Task details:
Quote all of the entries word for word.
● ● ●
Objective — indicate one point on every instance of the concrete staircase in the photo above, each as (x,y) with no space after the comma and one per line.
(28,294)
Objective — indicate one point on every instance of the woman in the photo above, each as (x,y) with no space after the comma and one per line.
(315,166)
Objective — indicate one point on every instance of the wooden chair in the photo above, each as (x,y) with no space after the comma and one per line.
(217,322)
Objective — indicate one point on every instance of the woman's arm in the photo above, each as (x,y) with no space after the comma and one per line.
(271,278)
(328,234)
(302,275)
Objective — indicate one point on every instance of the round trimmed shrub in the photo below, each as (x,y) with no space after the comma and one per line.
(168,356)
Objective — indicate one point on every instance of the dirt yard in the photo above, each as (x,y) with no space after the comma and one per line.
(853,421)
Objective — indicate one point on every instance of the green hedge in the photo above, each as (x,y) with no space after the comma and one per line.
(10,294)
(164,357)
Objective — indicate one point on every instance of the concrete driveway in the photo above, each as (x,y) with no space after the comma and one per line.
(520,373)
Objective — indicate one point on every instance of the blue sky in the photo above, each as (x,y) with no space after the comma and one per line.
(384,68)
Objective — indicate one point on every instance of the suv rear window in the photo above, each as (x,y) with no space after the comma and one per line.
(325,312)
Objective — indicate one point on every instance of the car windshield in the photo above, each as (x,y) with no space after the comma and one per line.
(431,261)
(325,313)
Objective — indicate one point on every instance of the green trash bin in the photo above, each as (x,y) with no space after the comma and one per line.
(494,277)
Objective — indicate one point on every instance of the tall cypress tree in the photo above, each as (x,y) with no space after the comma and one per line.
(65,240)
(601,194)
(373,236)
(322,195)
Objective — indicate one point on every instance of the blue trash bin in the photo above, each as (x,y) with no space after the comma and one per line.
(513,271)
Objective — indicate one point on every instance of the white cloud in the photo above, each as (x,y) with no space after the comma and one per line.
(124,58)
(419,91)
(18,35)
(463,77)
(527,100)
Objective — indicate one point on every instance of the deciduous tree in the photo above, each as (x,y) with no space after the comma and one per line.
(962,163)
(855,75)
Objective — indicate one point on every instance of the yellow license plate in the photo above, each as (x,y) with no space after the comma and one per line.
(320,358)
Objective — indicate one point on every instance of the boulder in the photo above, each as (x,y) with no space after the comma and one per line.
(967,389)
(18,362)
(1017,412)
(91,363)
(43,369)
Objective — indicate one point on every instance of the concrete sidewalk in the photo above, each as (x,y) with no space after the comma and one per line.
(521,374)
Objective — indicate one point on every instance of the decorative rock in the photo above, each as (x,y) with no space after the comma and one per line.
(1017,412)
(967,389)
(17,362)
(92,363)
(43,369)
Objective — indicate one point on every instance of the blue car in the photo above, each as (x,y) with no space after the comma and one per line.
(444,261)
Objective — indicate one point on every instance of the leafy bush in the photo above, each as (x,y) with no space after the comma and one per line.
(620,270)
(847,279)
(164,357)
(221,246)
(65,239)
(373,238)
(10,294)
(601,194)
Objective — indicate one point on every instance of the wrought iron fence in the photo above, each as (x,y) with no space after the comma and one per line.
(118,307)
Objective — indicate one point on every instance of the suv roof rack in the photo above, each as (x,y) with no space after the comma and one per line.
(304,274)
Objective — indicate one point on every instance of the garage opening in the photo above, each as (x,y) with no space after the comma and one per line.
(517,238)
● ● ●
Reply to the task:
Objective — indicate one point on every instance of the concrete staircase in the photo above, each as (x,y) with no space after the comma and one per line.
(28,294)
Objective — indicate one point on every instance of the woman in the photo above, each as (x,y) with no space after the comma and one per line.
(315,166)
Objective — indicate one point on every instance of the wooden chair in the photo above, each as (x,y) with no space after the comma and one per line.
(217,322)
Objective — indicate one point on every instance of the woman's arm in the photo above, each as (x,y) with no space after the comma and one per line.
(271,278)
(328,234)
(302,275)
Objective — indicate one point on every instance of the round trimmed shrub in the photo below, each as (x,y) with no space after the comma and one per line.
(168,356)
Objective — indicate one point on every instance of the dirt yard in the photo above, each as (x,y) with no space after the comma and one per line.
(853,421)
Objective — indicate one point on every instance of the green hedge in the photo above, each as (x,y) with no space after the comma and one per line.
(10,294)
(164,357)
Objective — indicate one point on every instance of the concrete driveway in the photo above, each as (x,y) with no space after the comma and one per line.
(520,373)
Objective — indicate one point on every instance of the blue sky in the photo above, each as (x,y) with no space after the comma and one per line.
(384,68)
Objective — indicate one point on every instance of the suv rear window in the photo above, each as (x,y) with no space after the comma and one per line.
(325,312)
Objective — indicate one point on every instance of the car windshield in the photo above, each as (x,y) with no space after the comma and one per line.
(431,261)
(325,313)
Objective — indicate one point on every instance of the green trash bin in the photo above, each as (x,y) with no space after the comma and one per line.
(494,277)
Objective — indicate one point on every instance of the tall cypress tree in the photo above, each as (x,y) with no space after the comma and one per line.
(65,240)
(601,194)
(373,236)
(322,195)
Objective — indicate one point on every instance of the blue trash bin in the photo above, each as (x,y) with no space after the comma and one per line.
(513,271)
Objective — indicate one point on every instance of the white cloud in the photo above, each as (x,y) with no space after the comma and one per line.
(124,58)
(419,91)
(18,35)
(463,77)
(527,100)
Objective — indicate one point on every instance of the deciduous tree in the photo above, each as (x,y) with no space after the comma and one per line.
(962,163)
(855,75)
Objective — indicate one point on every instance of the yellow license plate in the photo above, each as (x,y) with no space after the comma and one per line.
(320,358)
Objective — indicate one point on every instance of the boulder in the photo above, each as (x,y) with no space after the comma and one per line.
(967,389)
(18,362)
(1017,412)
(91,363)
(43,369)
Objective — indicate one point on every instance of the concrete sidewalk in the photo above, each as (x,y) with no space after the comma and one per line.
(521,374)
Objective — indicate one point on every instance of the decorative rock in the photo above, each as (x,y) with no space after the comma and one per line.
(1017,412)
(967,389)
(17,362)
(92,363)
(43,369)
Objective — indicate one point on every instance of the blue car in the photo above, each as (x,y) with no space after the comma and one per line.
(444,261)
Objective — indicate one point on every instance of the leafy bush in the photo above, each as (x,y) with no space after the comma and one per line.
(620,270)
(847,279)
(164,357)
(221,246)
(65,239)
(373,238)
(10,294)
(601,194)
Objective — indicate one point on every instance of the wrought iron fence in the photo above, each as (x,y) with no space after the comma and one per line.
(118,307)
Objective — indicate one point on every instance of the suv roof rack in the photo above, each as (x,y) with no space after the comma and one per line.
(304,274)
Objective — indicate one point on every instance of the garage opening in the photo above, each as (x,y) with no space after the comma and one per line.
(517,238)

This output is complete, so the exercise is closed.